*EXCERPTED PASSAGE:*

=-=-=-=-=

I am trying to ingest the data using spark+kafka streaming to hudi table with the RLI index. but unfortunately ingesting records is throwing the below issue.

Steps to reproduce the behavior:

first build dependency for hudi 1.0.2 and spark 3.5.5 add hudi RLI index Expected behavior

it should work end to end with RLI index enable

Environment Description

Hudi version : 1.0.2

Spark version : 3.5.5

Hive version : NA

Hadoop version : NA

Storage (HDFS/S3/GCS..) : GCS

Running on Docker? (yes/no) : Yes @codope @ad1happy2go @bhasudha

abhiNB-star avatar Jun 09 '25 08:06 abhiNB-star

@codope @ad1happy2go @bhasudha ??

abhiNB-star avatar Jun 12 '25 05:06 abhiNB-star

@abhiNB-star Is it possible to zip the .hoodie dir under your table base path and share with us? To unblock, you can disable column stats and partition stats:

hoodie.metadata.index.column.stats.enable = false
hoodie.metadata.index.partition.stats.enable = false

codope avatar Jun 12 '25 07:06 codope

@codope yes ill send you

abhiNB-star avatar Jun 13 '25 09:06 abhiNB-star

@codope

hoodie_bundle.tar.gz

abhiNB-star avatar Jun 13 '25 09:06 abhiNB-star

Hi @codope

@abhiNB-star and me tried different approaches to specify the JAR in the spark-submit, but the issue remains unresolved.

=-=-=-=-=

*DATA LINES:*

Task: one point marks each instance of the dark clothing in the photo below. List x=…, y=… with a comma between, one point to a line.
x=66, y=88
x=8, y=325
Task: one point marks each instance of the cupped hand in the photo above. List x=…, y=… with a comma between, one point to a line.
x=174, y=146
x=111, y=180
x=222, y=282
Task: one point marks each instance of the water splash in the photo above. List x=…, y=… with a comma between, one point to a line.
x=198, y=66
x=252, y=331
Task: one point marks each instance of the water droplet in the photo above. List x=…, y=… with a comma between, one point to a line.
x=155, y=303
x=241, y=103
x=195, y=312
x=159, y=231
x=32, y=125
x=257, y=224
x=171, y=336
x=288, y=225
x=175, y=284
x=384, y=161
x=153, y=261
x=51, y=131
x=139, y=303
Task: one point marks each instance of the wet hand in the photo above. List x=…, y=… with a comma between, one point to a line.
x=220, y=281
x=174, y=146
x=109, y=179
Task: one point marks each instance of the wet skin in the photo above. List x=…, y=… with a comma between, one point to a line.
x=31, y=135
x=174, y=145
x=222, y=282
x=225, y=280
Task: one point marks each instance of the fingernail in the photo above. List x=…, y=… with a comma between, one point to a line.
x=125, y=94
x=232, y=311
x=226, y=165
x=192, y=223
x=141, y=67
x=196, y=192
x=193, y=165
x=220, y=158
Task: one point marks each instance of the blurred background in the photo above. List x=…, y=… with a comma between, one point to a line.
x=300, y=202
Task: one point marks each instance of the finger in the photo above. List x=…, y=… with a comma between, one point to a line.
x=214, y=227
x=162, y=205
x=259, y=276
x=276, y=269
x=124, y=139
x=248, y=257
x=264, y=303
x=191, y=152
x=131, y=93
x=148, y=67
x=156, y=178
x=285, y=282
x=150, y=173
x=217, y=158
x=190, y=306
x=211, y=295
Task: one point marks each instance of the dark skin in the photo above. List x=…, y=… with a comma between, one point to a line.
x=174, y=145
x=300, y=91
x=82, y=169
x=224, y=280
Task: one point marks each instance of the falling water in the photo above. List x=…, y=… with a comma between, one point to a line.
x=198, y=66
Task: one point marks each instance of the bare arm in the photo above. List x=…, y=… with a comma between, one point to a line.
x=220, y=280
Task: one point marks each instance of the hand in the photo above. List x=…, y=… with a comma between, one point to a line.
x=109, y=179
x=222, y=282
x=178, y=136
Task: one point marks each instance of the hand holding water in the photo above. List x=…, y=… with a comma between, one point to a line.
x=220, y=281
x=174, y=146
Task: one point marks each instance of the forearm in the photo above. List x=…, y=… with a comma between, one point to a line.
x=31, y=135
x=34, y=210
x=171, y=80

=-=-=-=-=

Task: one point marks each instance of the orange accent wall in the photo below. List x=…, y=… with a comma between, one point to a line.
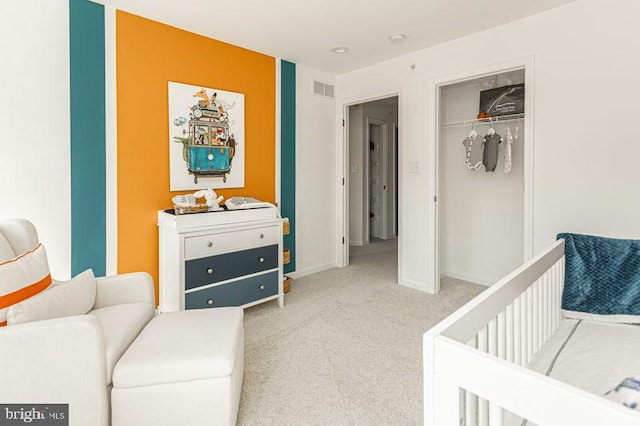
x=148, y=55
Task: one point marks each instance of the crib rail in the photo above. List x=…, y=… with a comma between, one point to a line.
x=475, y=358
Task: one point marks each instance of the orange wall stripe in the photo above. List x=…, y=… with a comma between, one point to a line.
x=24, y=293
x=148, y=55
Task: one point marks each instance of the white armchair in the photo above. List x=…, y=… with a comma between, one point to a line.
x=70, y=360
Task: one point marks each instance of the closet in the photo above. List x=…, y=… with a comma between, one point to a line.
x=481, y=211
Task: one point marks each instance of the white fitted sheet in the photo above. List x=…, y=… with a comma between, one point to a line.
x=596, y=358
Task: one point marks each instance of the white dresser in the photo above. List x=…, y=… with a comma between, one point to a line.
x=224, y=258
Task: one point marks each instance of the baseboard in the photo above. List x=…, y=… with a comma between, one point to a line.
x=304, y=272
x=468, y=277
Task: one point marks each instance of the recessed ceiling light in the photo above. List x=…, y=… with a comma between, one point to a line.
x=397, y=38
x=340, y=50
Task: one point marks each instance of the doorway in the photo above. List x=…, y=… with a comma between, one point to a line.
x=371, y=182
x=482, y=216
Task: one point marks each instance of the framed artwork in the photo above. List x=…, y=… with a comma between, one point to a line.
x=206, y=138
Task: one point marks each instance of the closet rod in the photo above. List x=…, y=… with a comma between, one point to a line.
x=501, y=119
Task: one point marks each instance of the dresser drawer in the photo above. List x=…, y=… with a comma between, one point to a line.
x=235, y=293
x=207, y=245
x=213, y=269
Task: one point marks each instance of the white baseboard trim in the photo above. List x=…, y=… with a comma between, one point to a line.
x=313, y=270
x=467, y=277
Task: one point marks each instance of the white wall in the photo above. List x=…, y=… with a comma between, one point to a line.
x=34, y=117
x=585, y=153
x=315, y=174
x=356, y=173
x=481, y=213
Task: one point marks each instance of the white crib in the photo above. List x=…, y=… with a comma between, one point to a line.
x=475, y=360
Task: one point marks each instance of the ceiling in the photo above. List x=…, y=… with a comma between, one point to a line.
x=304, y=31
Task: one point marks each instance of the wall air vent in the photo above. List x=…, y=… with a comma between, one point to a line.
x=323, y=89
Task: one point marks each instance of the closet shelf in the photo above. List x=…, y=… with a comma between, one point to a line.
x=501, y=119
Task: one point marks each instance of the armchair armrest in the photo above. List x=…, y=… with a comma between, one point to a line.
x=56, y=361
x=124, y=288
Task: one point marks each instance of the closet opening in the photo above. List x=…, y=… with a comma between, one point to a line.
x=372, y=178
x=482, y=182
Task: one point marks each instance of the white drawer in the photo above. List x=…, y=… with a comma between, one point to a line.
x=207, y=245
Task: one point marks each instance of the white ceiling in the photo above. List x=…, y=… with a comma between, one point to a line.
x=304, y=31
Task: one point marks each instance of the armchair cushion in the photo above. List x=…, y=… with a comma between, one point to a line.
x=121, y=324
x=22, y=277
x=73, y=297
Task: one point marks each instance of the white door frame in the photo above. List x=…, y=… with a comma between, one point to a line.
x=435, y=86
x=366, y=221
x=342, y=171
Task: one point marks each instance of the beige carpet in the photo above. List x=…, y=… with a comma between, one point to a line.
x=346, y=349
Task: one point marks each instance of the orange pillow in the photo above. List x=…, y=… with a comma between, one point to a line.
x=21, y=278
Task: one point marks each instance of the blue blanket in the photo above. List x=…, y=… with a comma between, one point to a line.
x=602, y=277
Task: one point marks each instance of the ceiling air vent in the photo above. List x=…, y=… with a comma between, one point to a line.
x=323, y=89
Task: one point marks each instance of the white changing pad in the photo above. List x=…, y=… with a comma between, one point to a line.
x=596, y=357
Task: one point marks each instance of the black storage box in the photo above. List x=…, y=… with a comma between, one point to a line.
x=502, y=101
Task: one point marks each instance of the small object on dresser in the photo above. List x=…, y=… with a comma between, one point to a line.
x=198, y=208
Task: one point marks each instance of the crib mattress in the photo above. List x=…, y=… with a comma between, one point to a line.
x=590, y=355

=-=-=-=-=

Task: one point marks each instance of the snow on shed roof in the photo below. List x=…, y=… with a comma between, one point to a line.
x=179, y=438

=-=-=-=-=

*INSTRUCTIONS:*
A. Copy the part of the Hudi issue thread above that opens with the words containing "hoodie_bundle.tar.gz" and closes with "issue remains unresolved.", word for word.
B. Decide whether each statement agrees with the Hudi issue thread, answering yes or no and quoting the deciding words: (i) The Hudi version in use is 1.0.2. (ii) The storage in use is S3. (iii) The setup runs on Docker.
C. In the Hudi issue thread, which two features does codope suggest disabling to unblock the ingestion?

*RESULTS FOR EACH TASK:*
A.
hoodie_bundle.tar.gz

abhiNB-star avatar Jun 13 '25 09:06 abhiNB-star

Hi @codope

@abhiNB-star and me tried different approaches to specify the JAR in the spark-submit, but the issue remains unresolved.

B.
(i) Yes: "Hudi version : 1.0.2"
(ii) No: "Storage (HDFS/S3/GCS..) : GCS"
(iii) Yes: "Running on Docker? (yes/no) : Yes"

C. Column stats and partition stats, by setting hoodie.metadata.index.column.stats.enable = false and hoodie.metadata.index.partition.stats.enable = false.